**TASK 1:** In the article below about the Sodje charity fraud, how long was Bright Sodje jailed for?
**TASK 2:** Decide whether each statement agrees with the article below about the Sodje charity fraud: (a) The Sodje Sports Foundation was set up in 2009. (b) The gala dinner at the Lowry Hotel raised about £150 in total. (c) Sam Sodje was cleared of money laundering. For each, answer yes or no and quote the deciding words of the article.
**TASK 3:** Carry on the article below about the Sodje charity fraud, starting after its final sentence.

───── PASSAGE TO READ ─────

A sporting family siphoned off cash from their own charity set up to help African children, it can be reported. Ex-footballers Efe Sodje, 46, and Stephen Sodje, 43, and ex-rugby player Bright Sodje, 52, were found guilty and jailed for the fraud in 2017.
The case can only be reported now following the conclusion of a separate trial involving former Reading and Nigeria footballer Sam Sodje, 39. Earlier on Monday, he was cleared at the Old Bailey of money laundering.
The fraud trial in 2017 had heard how the family set up the Sodje Sports Foundation (SSF) in 2009, ostensibly to help provide facilities in Nigeria.
However, cash raised at black-tie dinners, auctions, charity football matches and a clay pigeon shoot went into Sodje bank accounts, prosecutor Julian Christopher QC said. In once instance, in 2011, there was a gala dinner at the Lowry Hotel in Manchester for the SSF and the Royal Manchester Children’s Hospital.
The £150-a-head black-tie event raised almost £11,500, but Mr Christopher said “not a penny” went to the hospital. Judge Michael Topolski QC told the defendants: “You have brought shame upon yourselves and your family.” He said “at least £63,000 can be shown to have been received by the fund”, and added that this did not include cash donations.
The defendants “went out of their way” to ensure that proper records were not kept, he said. Any good works done in the past would be “forever tainted by their dishonest and disreputable conduct”, he added. Stephen Sodje, of Bexley, was sentenced to two years and six months in prison for receiving £30,000 in charity funds.
Efe Sodje, of Cheadle in Greater Manchester, who was “the face” of the charity, was given 18 months in jail for receiving £7,500 from the SSF and an unknown amount from a clay pigeon shooting event.
Bright Sodje, of Sale in Greater Manchester, was jailed for 21 months for receiving £3,000 from the charity and signing cheques to other family members totalling £18,000. The Charity Commission worked with the National Crime Agency to secure the prosecution.

───── SOURCE INFORMATION ─────

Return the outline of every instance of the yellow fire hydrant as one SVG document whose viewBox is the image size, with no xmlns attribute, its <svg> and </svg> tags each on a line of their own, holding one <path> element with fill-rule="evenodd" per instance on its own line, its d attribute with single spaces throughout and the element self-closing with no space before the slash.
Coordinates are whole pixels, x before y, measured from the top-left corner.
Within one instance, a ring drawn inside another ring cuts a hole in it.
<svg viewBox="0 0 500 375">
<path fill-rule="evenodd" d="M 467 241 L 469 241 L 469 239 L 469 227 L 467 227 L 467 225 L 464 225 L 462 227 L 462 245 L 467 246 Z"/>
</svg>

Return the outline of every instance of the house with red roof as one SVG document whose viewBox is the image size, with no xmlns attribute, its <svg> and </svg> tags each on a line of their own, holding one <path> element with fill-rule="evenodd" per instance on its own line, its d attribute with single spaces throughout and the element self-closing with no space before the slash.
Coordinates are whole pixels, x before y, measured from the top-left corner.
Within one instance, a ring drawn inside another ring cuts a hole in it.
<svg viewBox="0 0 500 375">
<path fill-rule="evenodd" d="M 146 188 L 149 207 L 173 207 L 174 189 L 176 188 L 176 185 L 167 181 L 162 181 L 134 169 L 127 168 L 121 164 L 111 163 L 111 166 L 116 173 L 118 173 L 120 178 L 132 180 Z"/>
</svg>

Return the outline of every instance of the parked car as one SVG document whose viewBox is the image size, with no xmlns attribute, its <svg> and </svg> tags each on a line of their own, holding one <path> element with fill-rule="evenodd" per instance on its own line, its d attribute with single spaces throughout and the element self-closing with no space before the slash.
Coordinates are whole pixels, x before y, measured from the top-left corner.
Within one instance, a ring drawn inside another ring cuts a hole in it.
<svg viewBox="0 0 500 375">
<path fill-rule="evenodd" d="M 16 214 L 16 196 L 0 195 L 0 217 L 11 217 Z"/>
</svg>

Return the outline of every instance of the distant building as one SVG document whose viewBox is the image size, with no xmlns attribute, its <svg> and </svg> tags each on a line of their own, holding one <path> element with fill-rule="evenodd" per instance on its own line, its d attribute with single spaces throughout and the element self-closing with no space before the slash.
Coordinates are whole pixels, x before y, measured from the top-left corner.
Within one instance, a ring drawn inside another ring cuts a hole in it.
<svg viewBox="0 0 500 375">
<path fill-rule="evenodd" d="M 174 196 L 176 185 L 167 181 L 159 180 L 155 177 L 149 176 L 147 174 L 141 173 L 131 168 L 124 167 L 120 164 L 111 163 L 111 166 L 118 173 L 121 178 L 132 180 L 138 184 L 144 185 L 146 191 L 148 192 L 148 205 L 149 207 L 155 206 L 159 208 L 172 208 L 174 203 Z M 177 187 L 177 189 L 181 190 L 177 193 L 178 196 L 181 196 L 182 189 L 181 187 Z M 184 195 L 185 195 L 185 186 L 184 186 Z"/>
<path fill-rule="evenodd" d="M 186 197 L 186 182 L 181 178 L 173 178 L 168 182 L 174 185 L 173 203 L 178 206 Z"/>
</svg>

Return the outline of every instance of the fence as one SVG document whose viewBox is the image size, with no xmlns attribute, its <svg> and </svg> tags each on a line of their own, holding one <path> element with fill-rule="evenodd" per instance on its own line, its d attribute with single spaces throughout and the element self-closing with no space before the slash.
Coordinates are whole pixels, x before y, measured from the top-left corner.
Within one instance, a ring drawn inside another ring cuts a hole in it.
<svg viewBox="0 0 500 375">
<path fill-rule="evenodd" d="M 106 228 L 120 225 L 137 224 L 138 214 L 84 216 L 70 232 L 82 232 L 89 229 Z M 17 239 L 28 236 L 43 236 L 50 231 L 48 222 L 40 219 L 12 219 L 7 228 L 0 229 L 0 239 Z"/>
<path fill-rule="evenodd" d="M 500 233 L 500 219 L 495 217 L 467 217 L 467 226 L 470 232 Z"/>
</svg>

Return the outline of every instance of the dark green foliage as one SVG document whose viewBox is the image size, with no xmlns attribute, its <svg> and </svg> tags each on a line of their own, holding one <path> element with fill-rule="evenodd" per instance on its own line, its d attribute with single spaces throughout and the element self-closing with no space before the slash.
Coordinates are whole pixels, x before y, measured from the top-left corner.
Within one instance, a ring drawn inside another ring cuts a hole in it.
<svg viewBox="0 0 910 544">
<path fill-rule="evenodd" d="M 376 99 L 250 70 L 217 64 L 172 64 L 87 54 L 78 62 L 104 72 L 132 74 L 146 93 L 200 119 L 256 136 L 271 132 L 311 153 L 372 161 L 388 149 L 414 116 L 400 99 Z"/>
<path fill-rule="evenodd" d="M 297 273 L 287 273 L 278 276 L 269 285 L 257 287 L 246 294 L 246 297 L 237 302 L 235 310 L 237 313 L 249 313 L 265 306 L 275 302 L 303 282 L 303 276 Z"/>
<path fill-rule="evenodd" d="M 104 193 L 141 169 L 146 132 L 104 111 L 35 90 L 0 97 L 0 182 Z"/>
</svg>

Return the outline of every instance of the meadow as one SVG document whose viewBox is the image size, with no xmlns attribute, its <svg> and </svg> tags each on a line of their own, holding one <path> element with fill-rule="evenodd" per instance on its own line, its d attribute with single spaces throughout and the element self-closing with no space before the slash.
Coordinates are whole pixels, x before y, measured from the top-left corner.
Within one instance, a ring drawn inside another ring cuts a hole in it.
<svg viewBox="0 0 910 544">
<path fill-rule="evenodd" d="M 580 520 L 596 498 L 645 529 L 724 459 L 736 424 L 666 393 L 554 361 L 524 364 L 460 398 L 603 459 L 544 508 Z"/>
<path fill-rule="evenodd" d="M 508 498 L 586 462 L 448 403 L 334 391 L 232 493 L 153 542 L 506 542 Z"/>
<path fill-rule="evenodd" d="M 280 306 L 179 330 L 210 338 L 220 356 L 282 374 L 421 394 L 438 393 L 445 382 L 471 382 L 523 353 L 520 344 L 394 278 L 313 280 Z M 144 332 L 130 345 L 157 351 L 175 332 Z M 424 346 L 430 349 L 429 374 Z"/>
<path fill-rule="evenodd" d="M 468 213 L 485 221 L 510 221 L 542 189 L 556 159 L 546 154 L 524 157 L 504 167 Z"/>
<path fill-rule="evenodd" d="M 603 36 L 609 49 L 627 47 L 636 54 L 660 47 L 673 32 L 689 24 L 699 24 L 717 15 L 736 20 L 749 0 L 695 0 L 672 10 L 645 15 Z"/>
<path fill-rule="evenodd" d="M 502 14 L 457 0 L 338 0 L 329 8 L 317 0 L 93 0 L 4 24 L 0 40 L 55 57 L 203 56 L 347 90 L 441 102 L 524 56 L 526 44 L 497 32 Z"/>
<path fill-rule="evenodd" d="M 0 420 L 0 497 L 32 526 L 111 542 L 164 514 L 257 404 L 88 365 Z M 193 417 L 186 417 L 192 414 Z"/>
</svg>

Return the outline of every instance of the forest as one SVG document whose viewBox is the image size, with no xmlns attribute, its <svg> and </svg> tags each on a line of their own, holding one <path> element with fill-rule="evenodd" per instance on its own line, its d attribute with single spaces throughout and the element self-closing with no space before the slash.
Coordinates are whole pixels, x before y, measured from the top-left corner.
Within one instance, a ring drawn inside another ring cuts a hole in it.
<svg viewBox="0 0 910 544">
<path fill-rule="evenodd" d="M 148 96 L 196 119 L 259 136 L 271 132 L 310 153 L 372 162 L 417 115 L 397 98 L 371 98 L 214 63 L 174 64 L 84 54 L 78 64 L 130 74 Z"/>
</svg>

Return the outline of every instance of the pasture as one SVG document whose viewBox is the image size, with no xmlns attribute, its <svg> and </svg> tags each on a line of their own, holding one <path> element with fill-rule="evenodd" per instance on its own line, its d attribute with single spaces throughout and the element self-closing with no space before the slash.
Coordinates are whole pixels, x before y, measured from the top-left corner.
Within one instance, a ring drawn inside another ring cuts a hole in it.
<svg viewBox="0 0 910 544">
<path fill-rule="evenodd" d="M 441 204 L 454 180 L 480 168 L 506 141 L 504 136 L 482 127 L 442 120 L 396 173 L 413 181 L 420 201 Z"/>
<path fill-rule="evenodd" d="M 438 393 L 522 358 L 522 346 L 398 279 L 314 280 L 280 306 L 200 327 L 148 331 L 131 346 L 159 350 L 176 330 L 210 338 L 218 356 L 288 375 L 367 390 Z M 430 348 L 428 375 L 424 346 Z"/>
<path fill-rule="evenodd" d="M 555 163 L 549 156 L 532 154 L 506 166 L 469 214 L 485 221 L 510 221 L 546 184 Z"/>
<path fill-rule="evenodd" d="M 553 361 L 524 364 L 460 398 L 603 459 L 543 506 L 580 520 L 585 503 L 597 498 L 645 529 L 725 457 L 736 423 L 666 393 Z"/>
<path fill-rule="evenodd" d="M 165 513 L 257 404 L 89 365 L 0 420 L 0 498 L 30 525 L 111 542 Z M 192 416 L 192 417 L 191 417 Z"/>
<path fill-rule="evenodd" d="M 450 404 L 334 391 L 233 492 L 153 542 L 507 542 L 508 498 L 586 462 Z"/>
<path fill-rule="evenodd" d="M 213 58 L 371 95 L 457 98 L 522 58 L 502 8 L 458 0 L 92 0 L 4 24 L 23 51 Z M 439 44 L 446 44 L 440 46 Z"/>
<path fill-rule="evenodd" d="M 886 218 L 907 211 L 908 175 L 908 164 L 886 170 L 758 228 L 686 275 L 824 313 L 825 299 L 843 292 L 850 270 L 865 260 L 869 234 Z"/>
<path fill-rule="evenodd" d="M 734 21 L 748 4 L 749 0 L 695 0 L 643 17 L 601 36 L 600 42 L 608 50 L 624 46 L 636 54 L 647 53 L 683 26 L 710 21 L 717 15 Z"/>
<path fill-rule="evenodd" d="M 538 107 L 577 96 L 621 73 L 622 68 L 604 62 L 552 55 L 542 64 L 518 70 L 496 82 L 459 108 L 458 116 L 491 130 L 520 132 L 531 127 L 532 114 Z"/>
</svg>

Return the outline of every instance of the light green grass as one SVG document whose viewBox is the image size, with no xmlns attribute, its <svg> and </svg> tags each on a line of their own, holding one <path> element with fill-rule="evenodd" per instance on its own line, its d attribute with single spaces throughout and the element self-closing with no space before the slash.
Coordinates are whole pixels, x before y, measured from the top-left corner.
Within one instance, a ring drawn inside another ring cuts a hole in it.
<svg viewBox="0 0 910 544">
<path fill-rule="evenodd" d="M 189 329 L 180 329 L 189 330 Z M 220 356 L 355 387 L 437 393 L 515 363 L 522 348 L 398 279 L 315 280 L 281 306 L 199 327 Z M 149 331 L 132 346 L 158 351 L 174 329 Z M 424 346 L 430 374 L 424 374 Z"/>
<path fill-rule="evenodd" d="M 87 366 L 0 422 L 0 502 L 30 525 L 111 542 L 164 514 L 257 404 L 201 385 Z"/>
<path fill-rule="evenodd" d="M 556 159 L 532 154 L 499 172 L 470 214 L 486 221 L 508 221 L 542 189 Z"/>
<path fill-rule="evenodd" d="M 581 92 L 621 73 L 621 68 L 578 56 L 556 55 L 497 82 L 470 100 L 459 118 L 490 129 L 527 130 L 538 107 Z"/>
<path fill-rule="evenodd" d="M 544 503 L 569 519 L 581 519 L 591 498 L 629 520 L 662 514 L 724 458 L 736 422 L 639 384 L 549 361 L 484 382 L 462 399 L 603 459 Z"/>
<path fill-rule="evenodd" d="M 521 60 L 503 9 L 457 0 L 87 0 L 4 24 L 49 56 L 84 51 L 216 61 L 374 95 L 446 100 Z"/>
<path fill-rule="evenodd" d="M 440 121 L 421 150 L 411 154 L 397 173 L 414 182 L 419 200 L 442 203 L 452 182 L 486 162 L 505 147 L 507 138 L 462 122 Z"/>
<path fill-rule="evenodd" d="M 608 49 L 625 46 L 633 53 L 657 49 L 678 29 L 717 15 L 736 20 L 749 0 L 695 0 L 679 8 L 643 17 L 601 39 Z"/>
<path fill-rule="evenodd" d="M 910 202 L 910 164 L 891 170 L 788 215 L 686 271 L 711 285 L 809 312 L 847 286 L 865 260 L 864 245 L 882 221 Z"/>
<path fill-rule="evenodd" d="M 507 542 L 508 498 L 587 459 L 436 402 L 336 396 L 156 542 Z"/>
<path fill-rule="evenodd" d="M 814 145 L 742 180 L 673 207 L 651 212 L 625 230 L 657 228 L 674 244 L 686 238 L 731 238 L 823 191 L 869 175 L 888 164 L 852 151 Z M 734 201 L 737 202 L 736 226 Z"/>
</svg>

─────

**REPLY 1:** 21 months.

**REPLY 2:**
(a) Yes: "set up the Sodje Sports Foundation (SSF) in 2009"
(b) No: "The £150-a-head black-tie event raised almost £11,500"
(c) Yes: "he was cleared at the Old Bailey of money laundering"

**REPLY 3:**
Tracy Howarth, the commission’s head of regulatory compliance, said the defendants had “misused their privileged position to exploit donors and supporters, and their financial gain came at the expense of the children and causes the charity was supposed to support”.
She added: “The outcome of this case sends a strong message that the deliberate, wilful and cynical abuse of charity for private financial gain will be investigated and will not go unpunished.”
Reporting restrictions meant the brothers’ convictions could only be reported following the conclusion of the separate money-laundering case. Efe Sodje was cleared of money laundering at the Old Bailey in January 2018 but Emmanuel Ehikhamen, 53, of south-east London, and Andrew Oruma, 50, of Bexley, south London, were convicted.
The case against Sam Sodje collapsed and his retrial began on 7 January 2019. Mr Sodje, who also played for Charlton Athletic, Brentford and Leeds United during his career, was charged with four counts of taking part in a fraud in which bank accounts were used to channel money from companies around the world.
He was found not guilty of two of the charges on 14 January and cleared of the remaining two counts earlier on Monday. Another of the brothers, Akpo Sodje, 37, moved to Dubai and refused to return to Britain for questioning.